# Cel zadania:
Zwróć każdy z poniższych wierszy, w którym występuje słowo „surgical”.

# Przedstawiony materiał:
+++

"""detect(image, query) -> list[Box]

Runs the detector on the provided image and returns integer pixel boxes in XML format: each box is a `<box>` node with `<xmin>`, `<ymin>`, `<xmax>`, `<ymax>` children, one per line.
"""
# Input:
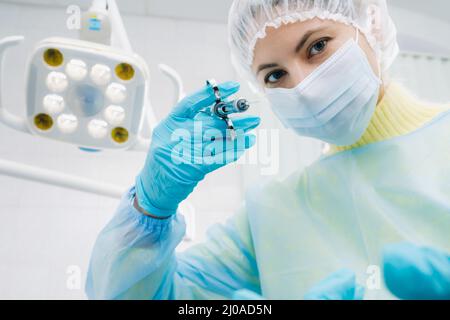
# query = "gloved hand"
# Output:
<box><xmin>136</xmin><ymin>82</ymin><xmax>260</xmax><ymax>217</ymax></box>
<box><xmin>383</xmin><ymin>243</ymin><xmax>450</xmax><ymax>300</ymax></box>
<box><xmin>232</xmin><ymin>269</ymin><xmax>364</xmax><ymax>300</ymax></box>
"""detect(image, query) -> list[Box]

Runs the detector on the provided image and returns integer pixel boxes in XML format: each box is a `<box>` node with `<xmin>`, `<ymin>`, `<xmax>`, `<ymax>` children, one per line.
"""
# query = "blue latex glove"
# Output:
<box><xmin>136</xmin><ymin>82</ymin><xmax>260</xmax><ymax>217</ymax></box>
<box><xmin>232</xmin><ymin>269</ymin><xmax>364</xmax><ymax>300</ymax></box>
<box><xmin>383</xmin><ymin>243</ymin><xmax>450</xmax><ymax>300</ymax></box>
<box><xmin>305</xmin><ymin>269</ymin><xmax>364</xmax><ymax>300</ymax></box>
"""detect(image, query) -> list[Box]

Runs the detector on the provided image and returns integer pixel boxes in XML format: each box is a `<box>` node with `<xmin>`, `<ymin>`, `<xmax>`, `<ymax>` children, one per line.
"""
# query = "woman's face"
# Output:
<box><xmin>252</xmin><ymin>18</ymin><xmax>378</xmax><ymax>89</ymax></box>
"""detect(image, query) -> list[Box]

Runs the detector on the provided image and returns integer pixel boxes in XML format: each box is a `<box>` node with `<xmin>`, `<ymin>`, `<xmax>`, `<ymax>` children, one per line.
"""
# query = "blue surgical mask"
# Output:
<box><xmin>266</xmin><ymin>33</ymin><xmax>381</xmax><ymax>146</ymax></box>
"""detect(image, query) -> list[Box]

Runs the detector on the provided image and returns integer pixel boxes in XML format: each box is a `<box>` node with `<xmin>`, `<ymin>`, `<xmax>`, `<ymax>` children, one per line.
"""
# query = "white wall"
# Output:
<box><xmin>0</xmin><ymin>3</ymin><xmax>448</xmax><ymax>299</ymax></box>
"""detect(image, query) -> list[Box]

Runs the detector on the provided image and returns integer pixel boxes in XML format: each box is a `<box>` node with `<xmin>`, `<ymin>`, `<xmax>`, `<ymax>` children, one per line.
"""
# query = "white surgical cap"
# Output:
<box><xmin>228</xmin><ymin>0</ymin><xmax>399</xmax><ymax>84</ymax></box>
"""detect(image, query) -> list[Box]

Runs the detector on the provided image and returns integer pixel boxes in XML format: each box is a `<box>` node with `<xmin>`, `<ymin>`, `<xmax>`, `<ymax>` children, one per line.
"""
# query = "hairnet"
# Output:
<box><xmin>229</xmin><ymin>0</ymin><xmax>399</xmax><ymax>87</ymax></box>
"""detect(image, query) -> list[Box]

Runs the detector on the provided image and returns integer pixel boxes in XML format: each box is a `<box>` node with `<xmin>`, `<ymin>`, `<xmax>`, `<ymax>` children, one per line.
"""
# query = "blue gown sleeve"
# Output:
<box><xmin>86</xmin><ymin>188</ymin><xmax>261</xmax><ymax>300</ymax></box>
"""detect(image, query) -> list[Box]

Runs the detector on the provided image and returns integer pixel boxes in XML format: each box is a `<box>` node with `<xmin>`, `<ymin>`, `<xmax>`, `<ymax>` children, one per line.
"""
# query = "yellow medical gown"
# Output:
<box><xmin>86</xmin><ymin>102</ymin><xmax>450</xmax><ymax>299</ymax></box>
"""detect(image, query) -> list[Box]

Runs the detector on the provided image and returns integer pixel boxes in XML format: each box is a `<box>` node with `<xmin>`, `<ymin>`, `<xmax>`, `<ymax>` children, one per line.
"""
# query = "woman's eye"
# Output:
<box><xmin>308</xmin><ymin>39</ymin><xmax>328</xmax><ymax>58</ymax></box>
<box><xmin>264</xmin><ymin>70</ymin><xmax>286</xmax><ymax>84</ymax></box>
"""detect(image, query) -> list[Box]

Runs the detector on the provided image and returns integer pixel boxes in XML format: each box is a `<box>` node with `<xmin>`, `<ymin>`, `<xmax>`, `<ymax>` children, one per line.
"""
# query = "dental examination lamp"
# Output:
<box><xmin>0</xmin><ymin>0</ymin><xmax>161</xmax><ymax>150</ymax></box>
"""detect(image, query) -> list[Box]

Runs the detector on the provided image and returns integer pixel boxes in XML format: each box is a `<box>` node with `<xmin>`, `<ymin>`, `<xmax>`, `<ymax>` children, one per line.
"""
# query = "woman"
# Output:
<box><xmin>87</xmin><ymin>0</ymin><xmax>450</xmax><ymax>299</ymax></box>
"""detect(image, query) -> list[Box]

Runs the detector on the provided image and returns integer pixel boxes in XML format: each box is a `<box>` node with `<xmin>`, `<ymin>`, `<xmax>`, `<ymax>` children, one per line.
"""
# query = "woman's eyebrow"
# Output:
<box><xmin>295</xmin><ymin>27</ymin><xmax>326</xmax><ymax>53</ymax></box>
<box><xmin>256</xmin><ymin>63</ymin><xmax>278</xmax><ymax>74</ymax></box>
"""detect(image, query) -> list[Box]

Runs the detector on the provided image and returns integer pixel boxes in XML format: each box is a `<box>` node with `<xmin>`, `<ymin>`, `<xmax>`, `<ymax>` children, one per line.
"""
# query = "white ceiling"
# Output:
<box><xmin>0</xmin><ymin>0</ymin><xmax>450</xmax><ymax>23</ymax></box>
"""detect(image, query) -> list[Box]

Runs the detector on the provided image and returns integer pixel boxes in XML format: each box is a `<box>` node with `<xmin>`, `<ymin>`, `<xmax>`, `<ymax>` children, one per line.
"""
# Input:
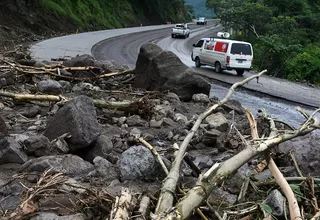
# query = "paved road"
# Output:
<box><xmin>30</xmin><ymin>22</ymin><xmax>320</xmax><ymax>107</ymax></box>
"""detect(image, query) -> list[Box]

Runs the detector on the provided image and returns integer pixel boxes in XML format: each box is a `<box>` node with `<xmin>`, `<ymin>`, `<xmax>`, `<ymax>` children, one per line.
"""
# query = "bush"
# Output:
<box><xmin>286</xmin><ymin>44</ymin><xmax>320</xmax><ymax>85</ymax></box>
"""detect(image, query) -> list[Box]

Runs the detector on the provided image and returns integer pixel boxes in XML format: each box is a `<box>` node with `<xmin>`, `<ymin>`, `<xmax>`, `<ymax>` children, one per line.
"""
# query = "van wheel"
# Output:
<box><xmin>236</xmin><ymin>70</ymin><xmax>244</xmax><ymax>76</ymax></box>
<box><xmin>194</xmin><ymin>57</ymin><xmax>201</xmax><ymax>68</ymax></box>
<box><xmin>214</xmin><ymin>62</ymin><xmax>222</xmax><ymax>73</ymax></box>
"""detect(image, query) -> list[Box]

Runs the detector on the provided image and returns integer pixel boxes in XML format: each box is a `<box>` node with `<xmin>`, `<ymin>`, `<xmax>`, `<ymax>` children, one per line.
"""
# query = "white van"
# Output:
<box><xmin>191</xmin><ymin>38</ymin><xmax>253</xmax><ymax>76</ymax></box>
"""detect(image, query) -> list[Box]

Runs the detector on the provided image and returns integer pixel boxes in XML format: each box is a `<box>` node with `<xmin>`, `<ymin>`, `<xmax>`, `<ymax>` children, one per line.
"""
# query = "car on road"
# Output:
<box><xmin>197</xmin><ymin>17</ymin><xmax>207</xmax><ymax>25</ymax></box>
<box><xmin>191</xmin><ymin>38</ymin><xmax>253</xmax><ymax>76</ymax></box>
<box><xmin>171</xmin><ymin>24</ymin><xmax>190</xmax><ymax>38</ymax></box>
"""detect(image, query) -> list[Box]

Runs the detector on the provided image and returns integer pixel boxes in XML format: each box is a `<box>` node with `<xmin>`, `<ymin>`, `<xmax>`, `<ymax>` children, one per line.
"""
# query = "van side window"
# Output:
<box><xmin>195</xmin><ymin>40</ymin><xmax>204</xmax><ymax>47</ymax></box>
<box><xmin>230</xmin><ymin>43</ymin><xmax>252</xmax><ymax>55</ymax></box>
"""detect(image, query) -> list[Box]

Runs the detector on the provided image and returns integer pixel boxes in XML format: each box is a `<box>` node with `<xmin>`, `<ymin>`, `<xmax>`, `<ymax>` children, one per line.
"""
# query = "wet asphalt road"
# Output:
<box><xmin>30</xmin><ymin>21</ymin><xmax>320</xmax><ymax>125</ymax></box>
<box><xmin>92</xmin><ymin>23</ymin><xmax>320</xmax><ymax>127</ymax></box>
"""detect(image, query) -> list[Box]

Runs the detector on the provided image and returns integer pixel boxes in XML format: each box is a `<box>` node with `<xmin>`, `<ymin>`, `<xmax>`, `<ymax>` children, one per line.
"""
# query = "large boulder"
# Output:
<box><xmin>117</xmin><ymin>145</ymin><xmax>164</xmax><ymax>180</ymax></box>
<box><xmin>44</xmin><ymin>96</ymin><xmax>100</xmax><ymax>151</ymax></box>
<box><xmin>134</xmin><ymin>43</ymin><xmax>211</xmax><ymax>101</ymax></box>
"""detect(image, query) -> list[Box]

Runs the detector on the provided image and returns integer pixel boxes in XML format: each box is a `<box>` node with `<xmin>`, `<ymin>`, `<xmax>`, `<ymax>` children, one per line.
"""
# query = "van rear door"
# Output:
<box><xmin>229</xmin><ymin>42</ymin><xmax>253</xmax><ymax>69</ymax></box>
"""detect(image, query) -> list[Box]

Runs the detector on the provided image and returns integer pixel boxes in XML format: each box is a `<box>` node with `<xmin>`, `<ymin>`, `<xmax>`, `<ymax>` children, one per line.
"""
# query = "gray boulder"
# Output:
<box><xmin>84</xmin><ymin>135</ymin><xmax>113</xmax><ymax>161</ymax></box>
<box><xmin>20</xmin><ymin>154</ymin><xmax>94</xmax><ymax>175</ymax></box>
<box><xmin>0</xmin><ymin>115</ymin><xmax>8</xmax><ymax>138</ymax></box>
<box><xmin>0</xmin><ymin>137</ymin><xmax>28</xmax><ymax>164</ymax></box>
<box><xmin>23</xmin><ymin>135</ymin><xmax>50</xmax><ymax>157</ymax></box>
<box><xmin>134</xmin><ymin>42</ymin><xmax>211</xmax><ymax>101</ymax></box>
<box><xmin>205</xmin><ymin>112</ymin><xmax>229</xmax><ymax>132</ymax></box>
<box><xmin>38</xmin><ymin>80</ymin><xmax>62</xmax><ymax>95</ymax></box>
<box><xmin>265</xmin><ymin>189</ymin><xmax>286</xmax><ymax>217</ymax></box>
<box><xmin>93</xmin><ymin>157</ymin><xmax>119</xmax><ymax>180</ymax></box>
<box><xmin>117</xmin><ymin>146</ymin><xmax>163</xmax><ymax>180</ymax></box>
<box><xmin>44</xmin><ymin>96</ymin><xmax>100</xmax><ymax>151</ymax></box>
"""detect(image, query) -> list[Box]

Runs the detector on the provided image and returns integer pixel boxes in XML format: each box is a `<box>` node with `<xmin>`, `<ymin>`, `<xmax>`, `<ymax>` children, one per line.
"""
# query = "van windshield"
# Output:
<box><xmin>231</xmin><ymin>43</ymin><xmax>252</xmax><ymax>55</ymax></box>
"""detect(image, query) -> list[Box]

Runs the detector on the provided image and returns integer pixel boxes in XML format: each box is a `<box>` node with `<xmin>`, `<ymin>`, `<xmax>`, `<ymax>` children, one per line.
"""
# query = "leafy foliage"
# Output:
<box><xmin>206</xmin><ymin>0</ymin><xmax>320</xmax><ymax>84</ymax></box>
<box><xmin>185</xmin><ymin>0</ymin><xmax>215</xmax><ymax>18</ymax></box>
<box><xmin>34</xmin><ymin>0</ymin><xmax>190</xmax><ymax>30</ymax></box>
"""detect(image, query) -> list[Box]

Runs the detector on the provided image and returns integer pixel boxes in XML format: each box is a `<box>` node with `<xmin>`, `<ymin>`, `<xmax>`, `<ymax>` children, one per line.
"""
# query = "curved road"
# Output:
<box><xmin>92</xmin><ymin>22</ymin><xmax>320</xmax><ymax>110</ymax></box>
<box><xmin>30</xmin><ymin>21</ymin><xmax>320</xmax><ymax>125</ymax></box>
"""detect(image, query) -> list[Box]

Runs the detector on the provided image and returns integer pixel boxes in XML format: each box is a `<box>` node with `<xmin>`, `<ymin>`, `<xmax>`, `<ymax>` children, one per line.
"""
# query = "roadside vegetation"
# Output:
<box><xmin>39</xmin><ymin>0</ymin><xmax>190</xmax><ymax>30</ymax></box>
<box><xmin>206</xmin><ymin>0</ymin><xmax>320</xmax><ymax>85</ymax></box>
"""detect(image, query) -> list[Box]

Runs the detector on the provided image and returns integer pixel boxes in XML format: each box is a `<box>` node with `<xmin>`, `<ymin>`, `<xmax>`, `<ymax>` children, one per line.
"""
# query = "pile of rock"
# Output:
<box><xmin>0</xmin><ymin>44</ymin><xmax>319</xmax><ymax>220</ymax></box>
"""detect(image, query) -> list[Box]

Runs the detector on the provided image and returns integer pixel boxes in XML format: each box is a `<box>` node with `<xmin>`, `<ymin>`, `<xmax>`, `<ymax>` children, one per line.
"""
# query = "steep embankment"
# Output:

+++

# Wynik ćwiczenia:
# query = "blue surgical mask"
# query = "white surgical cap"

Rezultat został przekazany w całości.